Alıntı metin —
○ ○ ○ ○ ○ ○ ○

Tarihî tecrübede Katolik dünyasının İslam ve Müslümanlarla ilişkisinin mahiyeti izahtan vareste olduğuna göre Fetullah’ın söz konusu ettiği misyon, olsa olsa genelde Hristiyan Batı dünyasına, özelde Neoconlar ve Frankistler gibi karanlık yapılara taşeronluk ve gönüllü hizmetkarlıktır. Bu zat kişiliğinin onaylanması, adam yerine konulması ve kendisine az çok saygı duyulması karşılığında her mahfille her türlü kirli pazarlığa ve ivaz-garaz ilişkisine girebilecek kadar haysiyetsiz olduğundan ve aynı zamanda her zaman ve zeminde kudretlinin yanında yer almayı politik rükün saydığından Papa’ya sunduğu mektupta bahis konusu ettiği misyon kelimesini “İslam dünyasının altını oyma pahasına egemen güçlere tabasbus yoluyla küresel ölçekte akredite olma ve gönüllü olarak bu güçlerin maşalığını yapma talebi” diye okumak ve dolayısıyla Türkiye’yi, hatta bütün bir İslam âlemini bir kalemde gözden çıkarıp haraç mezat satmak diye yorumlamak pekala mümkündür. Papa II. John Paul’e arz ettiği 9 Şubat 1998 tarihli mektubundaki birçok ifade bunun en açık kanıtıdır.

Fetullah mektupta şu mealde şeyler söyler: Papa hazretleri tarafından başlatılan dinlerarası diyalog için Papalık konseyi misyonunun bir parçası olmaya hazırız… Pek kıymetli bu hizmetinizi acizane icra yolunda çok mütevazı katkılarımızı sunmak için huzurunuza geldik… İslam yanlış anlaşılan bir dindir ve bunda en büyük suçlu Müslümanların ta kendisidir…

Fetö’nün Takiye Konsepti

Müslüman adını kullanarak hileyle, kendilerini gizleyerek ülkeyi işgal etme girişiminin bir parçası oldular. Dini manada kendini gizlemek, takiye/tedbircilik caiz midir?

Takiye Sünnî gelenekte ilkesel olarak ahlaksızlık kapsamında değerlendirilir; lakin bu gelenekte de farklı şekillerde tatbik edilir. FETÖ’nün tedbir/takiye konsepti özellikle İsmâiliyye-Bâtıniyye fırkasındaki gizlilikle benzeşir niteliktedir. Gizlilik ya da setr İsmâiliyye’nin bâtınî davet organizasyonunda çok temel bir ilkedir ki söz konusu organizasyondaki imam, hüccet, dâî, me’zûn-i mutlak gibi gizli hiyerarşik yapılanma birçok yönden FETÖ’nün resmî kurumlar, bölgeler, şehirler, semtlerle ilgili imam yapılanmasıyla örtüşür mahiyettedir. Mesela, her iki yapılanmada da kodlu ve kriptolu sistem devrededir.

○ ○ ○ ○ ○ ○ ○

Görev 1 — Alıntı metne göre Fetullah'ın Papa II. John Paul'e sunduğu mektup hangi tarihi taşır?
Görev 2 — Alıntı metnin “Takiye Sünnî gelenekte” ile “kriptolu sistem devrededir.” arasındaki kısmını, iki uç da dahil olmak üzere yeniden yazın; bunu yaparken “kodlu ve kriptolu sistem” ifadesini “şifreli sistem” ile değiştirin.
Görev 3 — FETÖ'nün takiye konseptini anlatan yazıyı lütfen kaldığı yerden devam ettirin.

○ ○ ○ ○ ○ ○ ○

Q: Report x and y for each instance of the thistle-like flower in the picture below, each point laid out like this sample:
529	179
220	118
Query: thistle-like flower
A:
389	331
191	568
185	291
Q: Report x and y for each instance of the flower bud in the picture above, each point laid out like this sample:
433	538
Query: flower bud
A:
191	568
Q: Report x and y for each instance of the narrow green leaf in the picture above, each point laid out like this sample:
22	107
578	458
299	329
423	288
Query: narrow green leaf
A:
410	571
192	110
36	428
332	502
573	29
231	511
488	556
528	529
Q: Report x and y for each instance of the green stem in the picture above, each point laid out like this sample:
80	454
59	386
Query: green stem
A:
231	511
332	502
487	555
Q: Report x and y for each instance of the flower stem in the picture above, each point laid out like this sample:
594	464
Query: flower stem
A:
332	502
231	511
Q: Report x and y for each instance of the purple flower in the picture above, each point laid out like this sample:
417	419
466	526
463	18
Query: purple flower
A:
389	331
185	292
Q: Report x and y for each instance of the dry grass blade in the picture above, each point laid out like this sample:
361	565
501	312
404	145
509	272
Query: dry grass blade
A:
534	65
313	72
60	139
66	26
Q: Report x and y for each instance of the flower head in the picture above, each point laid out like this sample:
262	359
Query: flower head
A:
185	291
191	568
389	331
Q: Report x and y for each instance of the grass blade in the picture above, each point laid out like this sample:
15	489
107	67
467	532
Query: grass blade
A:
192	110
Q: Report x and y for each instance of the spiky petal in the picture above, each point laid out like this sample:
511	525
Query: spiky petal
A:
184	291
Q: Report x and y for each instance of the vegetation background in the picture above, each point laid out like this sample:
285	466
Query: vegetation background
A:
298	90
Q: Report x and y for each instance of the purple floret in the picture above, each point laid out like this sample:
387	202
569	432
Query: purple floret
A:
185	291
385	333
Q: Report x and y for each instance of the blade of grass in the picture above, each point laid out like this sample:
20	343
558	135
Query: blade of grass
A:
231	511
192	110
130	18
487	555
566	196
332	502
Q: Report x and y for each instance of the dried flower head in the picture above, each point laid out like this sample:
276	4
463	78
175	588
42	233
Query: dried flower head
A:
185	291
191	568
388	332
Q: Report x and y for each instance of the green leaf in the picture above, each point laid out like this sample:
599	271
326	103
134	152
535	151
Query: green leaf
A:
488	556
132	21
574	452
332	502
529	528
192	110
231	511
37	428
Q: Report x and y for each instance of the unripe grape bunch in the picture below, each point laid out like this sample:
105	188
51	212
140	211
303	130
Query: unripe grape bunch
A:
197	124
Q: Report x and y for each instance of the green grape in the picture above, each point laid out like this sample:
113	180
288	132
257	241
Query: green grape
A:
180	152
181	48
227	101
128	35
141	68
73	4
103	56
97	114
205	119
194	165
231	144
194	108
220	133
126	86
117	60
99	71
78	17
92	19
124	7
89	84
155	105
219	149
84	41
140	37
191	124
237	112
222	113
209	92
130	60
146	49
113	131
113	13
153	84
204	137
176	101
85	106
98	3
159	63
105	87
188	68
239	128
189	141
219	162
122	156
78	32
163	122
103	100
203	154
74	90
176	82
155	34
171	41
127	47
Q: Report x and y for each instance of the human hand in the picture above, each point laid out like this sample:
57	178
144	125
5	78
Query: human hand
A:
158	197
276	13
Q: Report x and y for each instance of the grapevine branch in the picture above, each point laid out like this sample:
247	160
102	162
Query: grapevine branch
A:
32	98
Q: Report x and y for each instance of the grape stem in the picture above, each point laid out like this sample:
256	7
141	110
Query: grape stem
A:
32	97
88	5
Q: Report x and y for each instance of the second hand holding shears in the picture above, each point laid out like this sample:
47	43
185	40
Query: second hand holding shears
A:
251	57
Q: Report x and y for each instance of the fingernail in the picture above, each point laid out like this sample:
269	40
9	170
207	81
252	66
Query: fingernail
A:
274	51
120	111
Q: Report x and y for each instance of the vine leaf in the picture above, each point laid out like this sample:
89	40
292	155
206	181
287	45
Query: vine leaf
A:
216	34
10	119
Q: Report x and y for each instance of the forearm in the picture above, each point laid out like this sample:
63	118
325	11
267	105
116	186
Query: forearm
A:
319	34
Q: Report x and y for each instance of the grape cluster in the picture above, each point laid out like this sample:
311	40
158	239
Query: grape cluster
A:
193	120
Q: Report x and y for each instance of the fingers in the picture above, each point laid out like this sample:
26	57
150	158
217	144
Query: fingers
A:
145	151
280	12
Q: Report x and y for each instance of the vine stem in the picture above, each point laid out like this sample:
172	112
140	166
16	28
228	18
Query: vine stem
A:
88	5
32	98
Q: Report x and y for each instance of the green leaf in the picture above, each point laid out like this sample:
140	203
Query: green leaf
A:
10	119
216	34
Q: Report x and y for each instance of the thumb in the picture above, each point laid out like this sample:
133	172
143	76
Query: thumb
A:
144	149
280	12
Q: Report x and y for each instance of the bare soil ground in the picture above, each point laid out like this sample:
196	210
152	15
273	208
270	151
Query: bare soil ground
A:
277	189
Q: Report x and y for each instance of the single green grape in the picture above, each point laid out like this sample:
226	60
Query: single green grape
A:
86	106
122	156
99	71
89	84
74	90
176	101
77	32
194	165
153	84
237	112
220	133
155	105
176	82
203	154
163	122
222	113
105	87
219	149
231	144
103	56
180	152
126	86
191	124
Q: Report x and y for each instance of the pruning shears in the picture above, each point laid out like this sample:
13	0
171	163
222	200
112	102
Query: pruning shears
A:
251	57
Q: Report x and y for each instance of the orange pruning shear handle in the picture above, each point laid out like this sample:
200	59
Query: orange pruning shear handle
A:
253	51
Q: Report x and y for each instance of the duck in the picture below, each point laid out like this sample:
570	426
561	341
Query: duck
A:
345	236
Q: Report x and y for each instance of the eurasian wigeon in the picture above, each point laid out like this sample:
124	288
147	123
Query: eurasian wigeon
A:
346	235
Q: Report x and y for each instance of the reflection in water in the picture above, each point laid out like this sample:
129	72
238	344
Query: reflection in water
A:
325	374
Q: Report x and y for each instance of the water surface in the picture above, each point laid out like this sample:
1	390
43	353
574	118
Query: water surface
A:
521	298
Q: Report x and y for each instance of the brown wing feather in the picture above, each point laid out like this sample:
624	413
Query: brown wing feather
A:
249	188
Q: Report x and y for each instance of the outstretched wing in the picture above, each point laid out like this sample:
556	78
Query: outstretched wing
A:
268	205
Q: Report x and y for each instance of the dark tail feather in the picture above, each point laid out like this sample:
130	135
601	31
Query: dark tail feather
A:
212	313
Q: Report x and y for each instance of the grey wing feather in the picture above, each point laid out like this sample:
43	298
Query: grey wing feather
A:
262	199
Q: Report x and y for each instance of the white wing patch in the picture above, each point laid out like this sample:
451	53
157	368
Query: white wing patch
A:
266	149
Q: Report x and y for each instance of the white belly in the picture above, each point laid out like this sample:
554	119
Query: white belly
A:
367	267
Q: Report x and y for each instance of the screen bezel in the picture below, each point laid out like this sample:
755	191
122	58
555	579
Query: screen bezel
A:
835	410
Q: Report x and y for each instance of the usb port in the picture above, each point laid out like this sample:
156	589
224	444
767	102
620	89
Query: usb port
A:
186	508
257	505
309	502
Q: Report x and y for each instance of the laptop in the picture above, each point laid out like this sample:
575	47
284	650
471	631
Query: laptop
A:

○ ○ ○ ○ ○ ○ ○

Nihai sonuç 1 — 9 Şubat 1998 tarihini taşır.

Nihai sonuç 2 —
Takiye Sünnî gelenekte ilkesel olarak ahlaksızlık kapsamında değerlendirilir; lakin bu gelenekte de farklı şekillerde tatbik edilir. FETÖ’nün tedbir/takiye konsepti özellikle İsmâiliyye-Bâtıniyye fırkasındaki gizlilikle benzeşir niteliktedir. Gizlilik ya da setr İsmâiliyye’nin bâtınî davet organizasyonunda çok temel bir ilkedir ki söz konusu organizasyondaki imam, hüccet, dâî, me’zûn-i mutlak gibi gizli hiyerarşik yapılanma birçok yönden FETÖ’nün resmî kurumlar, bölgeler, şehirler, semtlerle ilgili imam yapılanmasıyla örtüşür mahiyettedir. Mesela, her iki yapılanmada da şifreli sistem devrededir.

Nihai sonuç 3 —
FETÖ özelinde konuşursak, sizin de belirttiğiniz gibi, adı Müslüman, öğretileri İslam olan bir yapı ne diye kod isimler, terimler kullanır? Yolunuz Allah yolu, maksadınız has Müslümanlıksa şayet, o zaman bunca şifre, kod, sır, gizem nedendir? Onca gizli saklı işin âlemi nedir? Kendi adımdan emin olduğum kadar eminim ki bu yapının zâhiri din, iman, bâtını fesat ve nifaktır. Bu bağlamda Fetullah tüm kirli planlarını ve karanlık hesaplarını dinîlik kisvesine büründürmekten, dahası, devlet içerisinde yuvalanmaktan insanların harim-i ismetlerine tecavüz ve röntgenciliğe kadar her türlü pis işi bizatihi Hz. Peygamber’e refere etmekten hiç imtina etmeyecek kadar ahlaksız ve alçak bir adamdır.

‘Mehdi Düşüncesi Problemli’

Mehdi düşüncesi İslam inancı içinde nerede değerlendirilmeli?

Mehdilik fikri İslam düşünce tarihinde özgün formuyla Şiî geleneğe aittir. Şiî çevrelerde mehdilik fikrinin ortaya çıkıp neşv ü nema bulması özellikle Kerbela hadisesinden sonra Ehl-i Beyt ve takipçilerinin takibata uğraması ve sık sık zulme uğraması, bu durumun kurtarıcı beklentisine yol açması, Şia’nın neredeyse bütün bir tarih boyunca muhalefet mezhebi olması ve muhalefet cephesinde oluşan yoğun romantizmin iç ve dış kaynaklı etkilere açık olması ve aynı zamanda hemen her türlü uç görüşlere mümbit zemin oluşturması gibi sebeplere bağlanabilir. Ancak bu mesele sorunuz açısından bahs-i diğer hükmündedir.

Sünnîlik, tasavvuf kültüründe çok önemli bir yer tutan Ehl-i Beyt’i ve bu çerçevede üretilen sembolik sermayeyi Şia’ya kaptırmamak ya da Şia’nın elinden almak için mehdilik inancına da sahip çıkmış ve bu inancı kendi akaid sistemine uygun biçimde yorumlamaya çalışmıştır. Kanımca, mehdilik Şiî ve Sünnî versiyonlarıyla çok problemli bir içermeye sahiptir.

‘Din Kardeşliği Bağını Gevşetmemeli’

Ağır bir ihanet yaşadık. Dindar olduğunu bildiğimiz, her ifadelerinde habire “Namaz kıldık, Kur’an okuduk” diyen insanların saldırısı altında kaldık. Hepimiz öfkeliyiz… Bu toz bulutun içinde yaşadıklarımızı din kardeşliği boyutuyla nasıl görmeliyiz?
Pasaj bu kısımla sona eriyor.